• [Task instructions]:
**1.** In the protoenzymes article, in which journal did the scientists' work appear?
**2.** List every abbreviation that the protoenzymes article gives in parentheses, each with its expansion.
**3.** Rewrite the stretch of the protoenzymes article from "Living organisms arose" through "no longer exists.", replacing "primordial life" with "early life" throughout.

• [Extracted text]:
Living organisms arose from lifeless chemistry. But how? Perhaps the chemicals that support life as we know it also supported primordial life. If so, primordial life relied on RNA and DNA, as the RNA World and DNA World hypotheses would have it. But primordial life might have relied on something quite different—a chemical world that no longer exists.

This possibility looks a little more plausible in light of new research published by scientists from the Tokyo Institute of Technology’s Earth-Life Science Institute (ELSI). According to these scientists, primordial life may have relied on protoenzymes, specifically, hyperbranched polymer-scaffolded metal-sulfide nanocrystals. These scientists also suggest that protoenzymes were slowly replaced by more sophisticated enzymes, through chemical evolution, after life got started.

Details of the scientists’ work appeared August 13 in the journal Life, in an article titled, “Protoenzymes: The Case of Hyperbranched Polymer-Scaffolded ZnS Nanocrystals.” The article describes the formation of protoenzyme candidates by a “straightforward process.” These candidates include hyperbranched polyethyleneimine (HyPEI) and glycerol citrate polymer-supported ZnS nanocrystals (NCs).

• [Records supplied]:
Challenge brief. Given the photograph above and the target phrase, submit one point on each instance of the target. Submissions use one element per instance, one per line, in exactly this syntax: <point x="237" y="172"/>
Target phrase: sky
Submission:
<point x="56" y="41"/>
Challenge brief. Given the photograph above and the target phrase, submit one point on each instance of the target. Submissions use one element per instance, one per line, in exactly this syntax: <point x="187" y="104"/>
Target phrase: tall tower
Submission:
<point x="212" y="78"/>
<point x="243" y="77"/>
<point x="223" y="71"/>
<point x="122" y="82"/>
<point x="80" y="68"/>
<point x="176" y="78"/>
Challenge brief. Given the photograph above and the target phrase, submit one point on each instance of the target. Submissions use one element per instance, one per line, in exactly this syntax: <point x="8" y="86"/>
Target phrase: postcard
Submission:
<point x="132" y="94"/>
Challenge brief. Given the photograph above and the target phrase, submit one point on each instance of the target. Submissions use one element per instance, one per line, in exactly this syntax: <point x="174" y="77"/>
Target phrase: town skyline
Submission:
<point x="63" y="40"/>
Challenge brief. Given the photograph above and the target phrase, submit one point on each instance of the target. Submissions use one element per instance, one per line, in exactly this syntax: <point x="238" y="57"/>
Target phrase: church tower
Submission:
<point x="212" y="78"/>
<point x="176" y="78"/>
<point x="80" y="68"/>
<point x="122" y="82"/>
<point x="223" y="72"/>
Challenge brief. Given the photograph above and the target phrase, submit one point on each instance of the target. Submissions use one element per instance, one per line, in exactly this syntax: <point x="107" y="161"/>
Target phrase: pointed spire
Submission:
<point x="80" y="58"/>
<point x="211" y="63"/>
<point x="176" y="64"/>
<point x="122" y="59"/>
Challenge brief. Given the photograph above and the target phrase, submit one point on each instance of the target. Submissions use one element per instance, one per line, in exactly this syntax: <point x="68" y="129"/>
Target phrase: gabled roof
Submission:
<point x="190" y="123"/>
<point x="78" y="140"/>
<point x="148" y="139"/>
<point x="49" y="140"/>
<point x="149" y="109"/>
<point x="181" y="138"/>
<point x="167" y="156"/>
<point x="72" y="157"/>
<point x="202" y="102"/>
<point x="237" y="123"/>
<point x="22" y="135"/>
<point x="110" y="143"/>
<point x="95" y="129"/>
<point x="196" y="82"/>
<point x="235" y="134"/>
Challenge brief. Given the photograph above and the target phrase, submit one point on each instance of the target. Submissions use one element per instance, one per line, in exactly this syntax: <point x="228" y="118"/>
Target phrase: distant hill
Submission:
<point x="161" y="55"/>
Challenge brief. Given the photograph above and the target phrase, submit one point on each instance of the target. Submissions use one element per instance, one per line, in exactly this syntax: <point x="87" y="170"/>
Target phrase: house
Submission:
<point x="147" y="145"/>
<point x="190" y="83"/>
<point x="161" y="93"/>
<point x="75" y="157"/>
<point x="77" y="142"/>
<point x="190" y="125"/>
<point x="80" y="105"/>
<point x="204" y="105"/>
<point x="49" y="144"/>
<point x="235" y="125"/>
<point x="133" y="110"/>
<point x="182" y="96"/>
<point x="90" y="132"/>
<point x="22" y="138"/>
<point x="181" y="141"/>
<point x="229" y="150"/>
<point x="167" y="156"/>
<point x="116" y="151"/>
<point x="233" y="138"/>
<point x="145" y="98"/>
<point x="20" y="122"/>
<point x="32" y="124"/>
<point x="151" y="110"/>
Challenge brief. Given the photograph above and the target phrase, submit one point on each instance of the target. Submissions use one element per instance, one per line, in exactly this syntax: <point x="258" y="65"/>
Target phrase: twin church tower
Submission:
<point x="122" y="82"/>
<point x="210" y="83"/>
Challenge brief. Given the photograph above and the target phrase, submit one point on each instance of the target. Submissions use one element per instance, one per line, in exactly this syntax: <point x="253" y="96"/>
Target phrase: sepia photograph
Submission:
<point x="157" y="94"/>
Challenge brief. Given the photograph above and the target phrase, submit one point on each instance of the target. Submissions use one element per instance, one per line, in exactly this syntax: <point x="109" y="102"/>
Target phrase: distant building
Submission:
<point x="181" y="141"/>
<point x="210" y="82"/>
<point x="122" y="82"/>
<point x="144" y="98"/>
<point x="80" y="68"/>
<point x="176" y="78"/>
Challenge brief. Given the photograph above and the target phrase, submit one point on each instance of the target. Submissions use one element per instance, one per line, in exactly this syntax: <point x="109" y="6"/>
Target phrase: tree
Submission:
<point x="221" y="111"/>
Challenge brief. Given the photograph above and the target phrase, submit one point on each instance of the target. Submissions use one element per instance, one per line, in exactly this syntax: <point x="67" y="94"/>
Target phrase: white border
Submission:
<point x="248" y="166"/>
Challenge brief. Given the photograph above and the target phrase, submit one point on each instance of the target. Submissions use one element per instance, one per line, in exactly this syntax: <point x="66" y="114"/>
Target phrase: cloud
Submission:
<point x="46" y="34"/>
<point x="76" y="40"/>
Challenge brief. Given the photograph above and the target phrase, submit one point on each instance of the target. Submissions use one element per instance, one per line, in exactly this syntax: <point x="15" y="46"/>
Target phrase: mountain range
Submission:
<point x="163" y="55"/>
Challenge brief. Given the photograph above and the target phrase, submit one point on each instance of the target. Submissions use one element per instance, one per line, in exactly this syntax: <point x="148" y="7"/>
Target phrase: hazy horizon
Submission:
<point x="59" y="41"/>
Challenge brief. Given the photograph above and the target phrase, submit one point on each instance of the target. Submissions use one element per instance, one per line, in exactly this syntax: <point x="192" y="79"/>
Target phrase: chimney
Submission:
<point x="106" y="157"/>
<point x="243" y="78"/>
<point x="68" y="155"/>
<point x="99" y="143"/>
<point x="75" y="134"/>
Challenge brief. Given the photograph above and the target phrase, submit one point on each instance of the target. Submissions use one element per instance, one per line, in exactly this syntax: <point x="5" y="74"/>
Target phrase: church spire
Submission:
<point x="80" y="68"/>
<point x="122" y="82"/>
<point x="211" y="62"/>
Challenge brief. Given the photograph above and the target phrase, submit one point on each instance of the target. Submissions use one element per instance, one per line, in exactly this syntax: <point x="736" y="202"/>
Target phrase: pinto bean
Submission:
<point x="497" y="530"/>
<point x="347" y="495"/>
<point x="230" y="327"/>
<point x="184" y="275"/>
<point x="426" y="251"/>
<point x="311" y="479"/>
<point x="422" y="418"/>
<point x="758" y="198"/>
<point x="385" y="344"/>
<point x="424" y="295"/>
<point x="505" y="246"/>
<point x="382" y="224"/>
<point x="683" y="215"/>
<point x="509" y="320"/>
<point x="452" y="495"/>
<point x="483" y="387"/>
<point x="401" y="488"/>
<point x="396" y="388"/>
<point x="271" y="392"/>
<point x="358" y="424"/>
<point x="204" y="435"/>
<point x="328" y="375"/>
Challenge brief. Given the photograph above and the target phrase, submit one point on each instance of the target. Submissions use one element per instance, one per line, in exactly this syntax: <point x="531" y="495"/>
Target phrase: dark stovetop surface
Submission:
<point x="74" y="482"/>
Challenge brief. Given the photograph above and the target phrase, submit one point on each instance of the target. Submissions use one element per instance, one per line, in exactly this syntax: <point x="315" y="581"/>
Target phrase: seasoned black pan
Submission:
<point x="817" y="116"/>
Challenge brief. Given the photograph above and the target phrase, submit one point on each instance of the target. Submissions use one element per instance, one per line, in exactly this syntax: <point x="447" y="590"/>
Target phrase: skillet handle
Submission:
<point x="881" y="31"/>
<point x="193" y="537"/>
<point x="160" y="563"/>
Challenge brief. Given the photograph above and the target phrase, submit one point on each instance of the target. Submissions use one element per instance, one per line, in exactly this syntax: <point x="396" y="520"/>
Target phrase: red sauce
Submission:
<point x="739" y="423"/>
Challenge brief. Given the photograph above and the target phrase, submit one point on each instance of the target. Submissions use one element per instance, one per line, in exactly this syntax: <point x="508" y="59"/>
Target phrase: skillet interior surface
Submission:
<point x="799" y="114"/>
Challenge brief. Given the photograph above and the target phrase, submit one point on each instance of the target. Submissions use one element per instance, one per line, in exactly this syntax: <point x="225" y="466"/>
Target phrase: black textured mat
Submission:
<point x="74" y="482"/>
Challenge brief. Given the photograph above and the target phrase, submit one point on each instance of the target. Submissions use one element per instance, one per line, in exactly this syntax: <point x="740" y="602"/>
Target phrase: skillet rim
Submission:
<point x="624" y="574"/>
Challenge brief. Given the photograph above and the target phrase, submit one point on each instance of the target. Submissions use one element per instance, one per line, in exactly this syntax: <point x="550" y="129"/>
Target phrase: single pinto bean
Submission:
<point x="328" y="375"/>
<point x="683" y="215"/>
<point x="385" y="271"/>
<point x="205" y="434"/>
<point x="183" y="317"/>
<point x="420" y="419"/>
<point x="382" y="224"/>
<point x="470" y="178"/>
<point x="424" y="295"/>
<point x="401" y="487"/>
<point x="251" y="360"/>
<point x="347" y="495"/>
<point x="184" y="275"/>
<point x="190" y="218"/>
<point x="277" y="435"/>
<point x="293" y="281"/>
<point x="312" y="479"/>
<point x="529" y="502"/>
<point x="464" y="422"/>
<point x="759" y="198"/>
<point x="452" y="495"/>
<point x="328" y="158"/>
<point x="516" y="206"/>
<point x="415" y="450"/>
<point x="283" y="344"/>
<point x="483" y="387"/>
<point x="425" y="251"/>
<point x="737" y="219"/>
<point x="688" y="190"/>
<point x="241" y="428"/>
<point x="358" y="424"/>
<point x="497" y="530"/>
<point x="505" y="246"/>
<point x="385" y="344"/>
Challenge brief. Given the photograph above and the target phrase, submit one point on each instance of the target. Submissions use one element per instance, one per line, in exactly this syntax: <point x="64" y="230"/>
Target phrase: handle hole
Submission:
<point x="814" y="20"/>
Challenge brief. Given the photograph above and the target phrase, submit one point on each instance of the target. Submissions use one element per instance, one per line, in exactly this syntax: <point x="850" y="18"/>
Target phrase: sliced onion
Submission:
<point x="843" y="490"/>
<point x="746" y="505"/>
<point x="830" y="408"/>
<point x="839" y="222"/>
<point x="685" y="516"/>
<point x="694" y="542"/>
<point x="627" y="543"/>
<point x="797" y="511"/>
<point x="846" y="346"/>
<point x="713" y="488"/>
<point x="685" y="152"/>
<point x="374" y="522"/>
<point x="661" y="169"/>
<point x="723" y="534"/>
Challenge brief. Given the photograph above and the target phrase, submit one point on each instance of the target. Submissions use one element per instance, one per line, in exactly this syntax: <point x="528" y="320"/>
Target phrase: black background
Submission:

• [Answers by task]:
**1.** Life

**2.**
ELSI: Earth-Life Science Institute
HyPEI: hyperbranched polyethyleneimine
NCs: nanocrystals

**3.**
Living organisms arose from lifeless chemistry. But how? Perhaps the chemicals that support life as we know it also supported early life. If so, early life relied on RNA and DNA, as the RNA World and DNA World hypotheses would have it. But early life might have relied on something quite different—a chemical world that no longer exists.